§ Selected excerpt:

Integrating ensemble machine-learning and fibril docking to discover potent, novel triazole–naphthalene tau-aggregation inhibitors
摘要
Tau-protein aggregation is a central pathological feature of Alzheimer’s disease, so blocking fibril growth is an attractive therapeutic goal. We curated a high-quality set of 289 literature IC50 measurements for human-tau aggregation and trained a stacked-ensemble QSAR model (SVR + RF + XGB) that achieves fivefold CV Q2 = 0.63, external R2 = 0.57 and RMSE = 0.73 log-units. Applicability-domain analysis revealed no high-influence outliers in the calibration set, and a 5-nearest-neighbour density test confirmed that each of sixteen previously unreported 1,2,4-triazole–naphthalene derivatives (TND, TND-1…TND-15) lies in locally populated chemical space, albeit at the edge of the global domain. The model predicts pIC50 = 6.75–7.53 (IC50 ≈ 30–177 nM), nominating TND-9, TND-15 and TND-5 as top-ranked candidates based on predicted potency. Nearly all TNDs fall within the BBB window (MW ≈ 350–450 Da, TPSA < 90 Å2); most obey cLogP ≤ 5, and the few slightly above still map to the BOILED-Egg CNS-positive zone. Retrospective docking against phosphorylated-tau fibrils (PDB ID 6HRF) highlighted TND, TND-5 and TND-14 with sub-micromolar predicted affinity, forming key contacts in the microtubule-binding cleft. These docking results support binding plausibility rather than quantitative aggregation inhibition. TND-8, although highly ranked by docking, was deprioritised owing to low predicted GI absorption. Physicochemical and CNS-oriented ADMET filters further support developability of the top leads. The integrated workflow—combining rigorously validated QSAR, structure-based docking on the 6HRF polymorph and developability profiling—provides an open-source blueprint for tau-aggregation inhibitor discovery. Consensus ranking prioritises TND-5 for immediate in-silico follow-up, with TND, TND-14, TND-9 and TND-15 as secondary leads.

§ Provided data:
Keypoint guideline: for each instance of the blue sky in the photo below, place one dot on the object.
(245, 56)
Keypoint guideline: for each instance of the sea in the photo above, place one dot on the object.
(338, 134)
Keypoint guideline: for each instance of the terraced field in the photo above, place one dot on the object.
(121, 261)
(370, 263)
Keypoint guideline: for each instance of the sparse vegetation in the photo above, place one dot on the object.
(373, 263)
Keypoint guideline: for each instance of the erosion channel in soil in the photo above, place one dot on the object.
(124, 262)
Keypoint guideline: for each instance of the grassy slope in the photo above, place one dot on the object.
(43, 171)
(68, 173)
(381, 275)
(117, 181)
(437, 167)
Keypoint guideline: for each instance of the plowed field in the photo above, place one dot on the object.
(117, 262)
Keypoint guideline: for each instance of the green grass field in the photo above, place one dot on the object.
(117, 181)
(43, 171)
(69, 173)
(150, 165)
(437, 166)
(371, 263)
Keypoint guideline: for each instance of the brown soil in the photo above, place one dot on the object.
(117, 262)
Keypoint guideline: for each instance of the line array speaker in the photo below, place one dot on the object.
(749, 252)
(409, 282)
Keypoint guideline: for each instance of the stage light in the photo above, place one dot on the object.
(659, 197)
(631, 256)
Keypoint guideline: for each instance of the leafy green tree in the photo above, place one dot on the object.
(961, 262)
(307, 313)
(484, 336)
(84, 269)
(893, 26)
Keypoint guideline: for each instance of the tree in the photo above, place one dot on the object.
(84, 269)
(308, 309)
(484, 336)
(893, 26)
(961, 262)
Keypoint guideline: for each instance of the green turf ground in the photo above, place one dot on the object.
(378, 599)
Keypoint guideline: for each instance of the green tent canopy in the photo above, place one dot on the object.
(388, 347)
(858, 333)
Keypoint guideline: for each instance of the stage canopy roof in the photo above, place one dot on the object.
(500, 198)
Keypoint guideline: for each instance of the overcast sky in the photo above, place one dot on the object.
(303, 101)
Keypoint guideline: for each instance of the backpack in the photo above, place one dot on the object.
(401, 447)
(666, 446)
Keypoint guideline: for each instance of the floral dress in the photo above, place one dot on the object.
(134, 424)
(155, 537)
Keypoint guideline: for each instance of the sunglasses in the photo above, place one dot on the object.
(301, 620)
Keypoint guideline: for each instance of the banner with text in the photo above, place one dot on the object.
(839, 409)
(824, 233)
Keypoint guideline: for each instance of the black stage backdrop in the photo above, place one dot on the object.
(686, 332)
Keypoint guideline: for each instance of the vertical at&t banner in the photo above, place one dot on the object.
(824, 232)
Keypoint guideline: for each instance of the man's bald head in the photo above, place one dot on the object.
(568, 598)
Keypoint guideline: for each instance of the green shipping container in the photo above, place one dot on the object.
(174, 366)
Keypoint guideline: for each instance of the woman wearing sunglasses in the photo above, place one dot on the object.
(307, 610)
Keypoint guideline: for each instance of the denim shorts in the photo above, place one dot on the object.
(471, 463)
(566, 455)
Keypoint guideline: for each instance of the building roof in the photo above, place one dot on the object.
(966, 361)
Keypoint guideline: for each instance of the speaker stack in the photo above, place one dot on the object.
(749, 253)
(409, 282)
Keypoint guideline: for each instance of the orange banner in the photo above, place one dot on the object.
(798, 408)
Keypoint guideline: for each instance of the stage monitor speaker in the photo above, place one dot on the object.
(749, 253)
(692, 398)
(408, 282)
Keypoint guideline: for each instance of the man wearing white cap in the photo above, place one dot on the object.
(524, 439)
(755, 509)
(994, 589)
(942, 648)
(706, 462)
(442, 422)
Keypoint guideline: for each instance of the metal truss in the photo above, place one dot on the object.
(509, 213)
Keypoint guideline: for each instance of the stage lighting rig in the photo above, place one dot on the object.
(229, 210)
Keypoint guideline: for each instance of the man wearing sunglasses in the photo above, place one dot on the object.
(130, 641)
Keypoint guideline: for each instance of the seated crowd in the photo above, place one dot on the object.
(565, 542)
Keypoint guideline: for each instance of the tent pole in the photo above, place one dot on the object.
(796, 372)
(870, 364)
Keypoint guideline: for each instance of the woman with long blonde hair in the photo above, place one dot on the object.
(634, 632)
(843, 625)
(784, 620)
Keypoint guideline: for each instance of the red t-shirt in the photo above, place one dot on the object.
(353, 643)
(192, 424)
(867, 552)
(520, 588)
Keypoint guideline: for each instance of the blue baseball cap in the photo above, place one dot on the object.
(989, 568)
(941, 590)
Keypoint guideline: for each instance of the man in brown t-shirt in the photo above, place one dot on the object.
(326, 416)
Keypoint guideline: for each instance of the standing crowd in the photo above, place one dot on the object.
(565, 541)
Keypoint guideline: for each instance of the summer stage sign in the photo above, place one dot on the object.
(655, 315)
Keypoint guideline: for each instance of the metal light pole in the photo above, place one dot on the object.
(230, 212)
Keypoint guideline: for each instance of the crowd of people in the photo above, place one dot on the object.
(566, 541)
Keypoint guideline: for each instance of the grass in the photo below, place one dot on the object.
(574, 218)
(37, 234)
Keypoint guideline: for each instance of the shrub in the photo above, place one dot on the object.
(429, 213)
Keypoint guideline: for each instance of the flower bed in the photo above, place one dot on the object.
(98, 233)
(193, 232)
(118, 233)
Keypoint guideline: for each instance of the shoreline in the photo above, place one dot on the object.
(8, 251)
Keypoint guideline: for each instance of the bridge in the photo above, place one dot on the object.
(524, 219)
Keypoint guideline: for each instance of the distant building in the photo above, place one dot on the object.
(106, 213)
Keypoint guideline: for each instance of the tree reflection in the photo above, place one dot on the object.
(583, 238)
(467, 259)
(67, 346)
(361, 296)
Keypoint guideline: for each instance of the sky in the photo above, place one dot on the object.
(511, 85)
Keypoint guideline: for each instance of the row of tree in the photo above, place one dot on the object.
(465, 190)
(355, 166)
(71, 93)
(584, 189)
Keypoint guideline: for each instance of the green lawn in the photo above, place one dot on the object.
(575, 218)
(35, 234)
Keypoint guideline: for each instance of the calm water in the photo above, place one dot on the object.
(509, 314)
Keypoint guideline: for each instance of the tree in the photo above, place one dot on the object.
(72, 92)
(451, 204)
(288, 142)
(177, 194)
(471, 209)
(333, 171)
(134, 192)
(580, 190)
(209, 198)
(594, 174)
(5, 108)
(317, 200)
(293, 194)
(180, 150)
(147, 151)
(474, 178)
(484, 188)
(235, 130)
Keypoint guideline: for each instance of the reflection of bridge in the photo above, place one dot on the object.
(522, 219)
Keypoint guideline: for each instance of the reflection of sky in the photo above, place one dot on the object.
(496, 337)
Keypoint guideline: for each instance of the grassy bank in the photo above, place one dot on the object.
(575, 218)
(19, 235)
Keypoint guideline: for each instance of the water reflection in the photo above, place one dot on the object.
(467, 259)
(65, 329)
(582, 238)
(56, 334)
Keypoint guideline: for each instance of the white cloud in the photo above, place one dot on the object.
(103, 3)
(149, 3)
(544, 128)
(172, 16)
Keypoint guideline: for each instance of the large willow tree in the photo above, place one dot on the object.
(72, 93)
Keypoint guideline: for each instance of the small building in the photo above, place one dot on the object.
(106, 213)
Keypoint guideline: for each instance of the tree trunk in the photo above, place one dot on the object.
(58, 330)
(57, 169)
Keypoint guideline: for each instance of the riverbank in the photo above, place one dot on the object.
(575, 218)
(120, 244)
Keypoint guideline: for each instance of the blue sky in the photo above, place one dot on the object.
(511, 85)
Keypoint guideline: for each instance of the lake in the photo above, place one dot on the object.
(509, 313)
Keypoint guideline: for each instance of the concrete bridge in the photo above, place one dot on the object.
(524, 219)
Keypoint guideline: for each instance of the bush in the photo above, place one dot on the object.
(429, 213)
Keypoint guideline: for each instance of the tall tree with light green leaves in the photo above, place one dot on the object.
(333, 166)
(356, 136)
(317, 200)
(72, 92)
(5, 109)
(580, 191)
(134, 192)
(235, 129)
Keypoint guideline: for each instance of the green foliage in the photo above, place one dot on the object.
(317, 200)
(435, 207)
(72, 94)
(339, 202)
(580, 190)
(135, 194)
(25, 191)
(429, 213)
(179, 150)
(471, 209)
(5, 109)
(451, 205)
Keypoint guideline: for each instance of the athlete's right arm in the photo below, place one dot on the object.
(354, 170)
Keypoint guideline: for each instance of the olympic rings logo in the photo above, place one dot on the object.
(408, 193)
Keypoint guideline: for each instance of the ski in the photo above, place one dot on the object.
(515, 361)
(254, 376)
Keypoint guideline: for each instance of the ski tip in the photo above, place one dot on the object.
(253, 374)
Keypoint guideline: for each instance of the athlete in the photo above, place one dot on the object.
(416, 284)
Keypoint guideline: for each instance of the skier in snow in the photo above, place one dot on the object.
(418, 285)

§ Instructions:
**A.** In the abstract on tau-aggregation inhibitors, why was TND-8 deprioritized?
**B.** Summarize the abstract on tau-aggregation inhibitors in two sentences.

§ Solutions by task:
**A.** It was deprioritized because of its low predicted GI absorption.

**B.** A stacked-ensemble QSAR model was trained on 289 literature IC50 measurements for human-tau aggregation and combined with docking against phosphorylated-tau fibrils (PDB ID 6HRF) and developability profiling to assess sixteen previously unreported 1,2,4-triazole–naphthalene derivatives, with predicted IC50 values of about 30–177 nM. Consensus ranking prioritizes TND-5 for immediate in-silico follow-up, with TND, TND-14, TND-9 and TND-15 as secondary leads.